> RECORDS PROVIDED

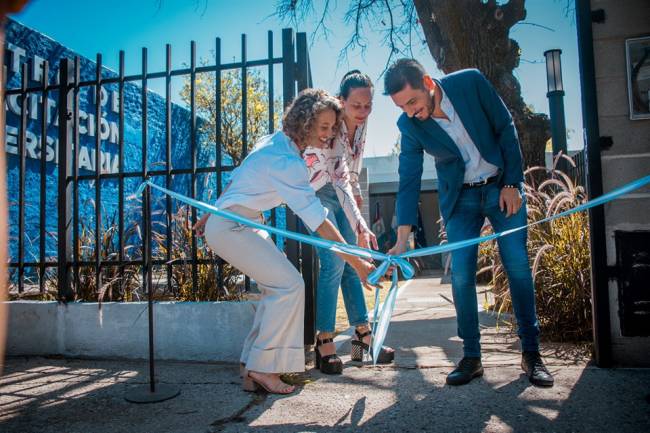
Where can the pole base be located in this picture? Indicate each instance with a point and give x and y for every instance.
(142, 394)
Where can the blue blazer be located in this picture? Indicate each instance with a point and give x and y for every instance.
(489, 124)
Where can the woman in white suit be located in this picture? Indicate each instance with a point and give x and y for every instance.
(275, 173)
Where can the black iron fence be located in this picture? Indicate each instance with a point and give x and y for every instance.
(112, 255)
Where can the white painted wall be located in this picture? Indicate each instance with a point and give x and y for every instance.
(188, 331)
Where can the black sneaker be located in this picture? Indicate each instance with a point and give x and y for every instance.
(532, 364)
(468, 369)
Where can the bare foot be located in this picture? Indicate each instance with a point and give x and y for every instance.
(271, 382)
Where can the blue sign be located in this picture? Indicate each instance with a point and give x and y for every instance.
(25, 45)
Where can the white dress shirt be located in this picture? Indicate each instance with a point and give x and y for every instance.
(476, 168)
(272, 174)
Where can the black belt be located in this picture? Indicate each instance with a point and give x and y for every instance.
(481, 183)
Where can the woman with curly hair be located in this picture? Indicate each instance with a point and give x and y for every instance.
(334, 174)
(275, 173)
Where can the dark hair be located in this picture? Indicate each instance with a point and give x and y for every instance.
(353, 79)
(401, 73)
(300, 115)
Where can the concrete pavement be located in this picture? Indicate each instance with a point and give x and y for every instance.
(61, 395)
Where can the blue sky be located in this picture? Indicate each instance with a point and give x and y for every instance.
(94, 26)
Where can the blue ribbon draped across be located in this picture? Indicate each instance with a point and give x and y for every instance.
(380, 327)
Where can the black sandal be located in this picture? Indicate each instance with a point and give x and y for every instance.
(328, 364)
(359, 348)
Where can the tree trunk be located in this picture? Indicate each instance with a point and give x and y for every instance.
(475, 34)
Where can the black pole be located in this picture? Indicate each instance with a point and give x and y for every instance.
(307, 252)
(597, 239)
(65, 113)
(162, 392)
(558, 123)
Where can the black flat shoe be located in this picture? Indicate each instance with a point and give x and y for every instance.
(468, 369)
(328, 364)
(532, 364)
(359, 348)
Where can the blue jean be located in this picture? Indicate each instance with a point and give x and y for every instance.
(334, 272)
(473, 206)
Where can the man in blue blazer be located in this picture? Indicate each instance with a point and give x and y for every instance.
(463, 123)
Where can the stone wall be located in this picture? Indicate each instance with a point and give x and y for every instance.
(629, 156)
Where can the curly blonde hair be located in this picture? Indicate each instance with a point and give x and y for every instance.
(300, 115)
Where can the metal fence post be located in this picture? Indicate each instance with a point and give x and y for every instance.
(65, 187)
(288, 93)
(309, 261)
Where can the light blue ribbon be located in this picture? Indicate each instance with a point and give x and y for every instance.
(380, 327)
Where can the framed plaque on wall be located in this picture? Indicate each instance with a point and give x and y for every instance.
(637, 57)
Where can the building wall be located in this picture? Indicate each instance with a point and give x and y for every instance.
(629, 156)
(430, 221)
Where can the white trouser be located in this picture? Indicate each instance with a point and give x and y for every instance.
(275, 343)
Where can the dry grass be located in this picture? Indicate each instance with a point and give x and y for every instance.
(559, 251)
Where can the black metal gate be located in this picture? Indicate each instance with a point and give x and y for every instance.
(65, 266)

> WRITTEN INSTRUCTION
Print each record exactly as it stands, leaving the images out.

> REPLY
Where can the pole base be located in this picture? Indicate each instance with a point and give x and y for every instance.
(142, 394)
Where can the blue blazer be located in this picture? Indicate each instance with a point and give x and y for every instance.
(489, 124)
Where can the woman in white suit be located in this picture? Indicate each instance with a point and give x and y for every instance.
(275, 173)
Where can the black iron fence be located in this picture? Indicate each instance with a point and give x and y for every instance.
(112, 255)
Where can the white painted wall be located in this picture? Indicate each instance with a point and give x and y for every instance.
(188, 331)
Where can the black sneaker be located in this picture? Indicate each instance with a point and give x and y for every instance.
(532, 364)
(468, 369)
Where can the bare foot be located in this picture? Indicate each instance with a point and give x and y for every instance.
(271, 382)
Where can the blue sign be located in this picture? Indicate each instance with a point and give x and y for every instance.
(25, 45)
Where can the white dress shirt be located in this picture? Indicate each instance with a point and give x and y for every instance.
(476, 168)
(272, 174)
Where can the black belt be located in this picture? Indicate each instance with a point and give x and y for every instance.
(481, 183)
Where can the woman with curly hair be located in this picture? Indicate each instance with a point and give x and y for every instance.
(334, 174)
(275, 173)
Where can the dark hair be located in this picture? Indicate each instance with a point and give x and y for every instance.
(353, 79)
(401, 73)
(300, 115)
Where can the concrete pavement be located in this picture? Indicate each instance with a point and give x and y for every instance.
(61, 395)
Where can the blue sky be located in this picture? Indicate each instance with a point and give x and y for every instance.
(94, 26)
Where can the blue ribbon draped across be located in this picture? Indicate each instance with a point and give x and y for every instance.
(380, 327)
Where can the black sandal be located in this picture? Indicate each instance with a point and give x and y for every instance.
(328, 364)
(359, 348)
Where can the tree trunk be located in this picture? Indicate each instance with a point and give x and y for every instance.
(475, 34)
Where can the black pole be located in this picture? Indicate each instance with a point and give x and y for every instance.
(307, 252)
(597, 239)
(65, 113)
(162, 392)
(558, 123)
Where can the black flat shoe be located in this picture? Indicate each instance with a point and give x and y for every instance.
(468, 369)
(328, 364)
(532, 364)
(359, 348)
Where can the blue jean be located in this picture? Indicate each instance with a point and give x and y for every instance.
(334, 272)
(473, 206)
Where can the man in blue blazer be located in this picture? Indicate each instance with a point and give x and y for every instance.
(463, 123)
Where can the stone wall be located in this picture? Indicate each instance with a point and give x and y for every instance.
(629, 156)
Where can the curly blonde hair be located in this picture? Indicate each instance with a point and give x and y for every instance.
(300, 115)
Where can the metal fence post be located in this picture? Indicate each instance with a point and give x and y for every instance.
(65, 187)
(288, 93)
(309, 261)
Where can the light blue ribbon be located in this picture? Indicate each instance with a point and give x and y for every instance.
(380, 327)
Where can the framed plaque on wall be located in this picture? Indicate each instance with a point and give x and y for every instance.
(637, 57)
Where can the building wall be located in this picture? Indicate each instance with a point and give x and y for every instance.
(629, 156)
(430, 221)
Where can the white trouser be located in this picture? Indicate each instance with a point and give x and y for every instance.
(275, 343)
Where can the dry grass be located in this picture? Indicate each instance with a point and give x and y for every instance.
(559, 251)
Where can the black metal gate be located in this picture? Indicate each instance with a point and give x and y for every instance.
(65, 266)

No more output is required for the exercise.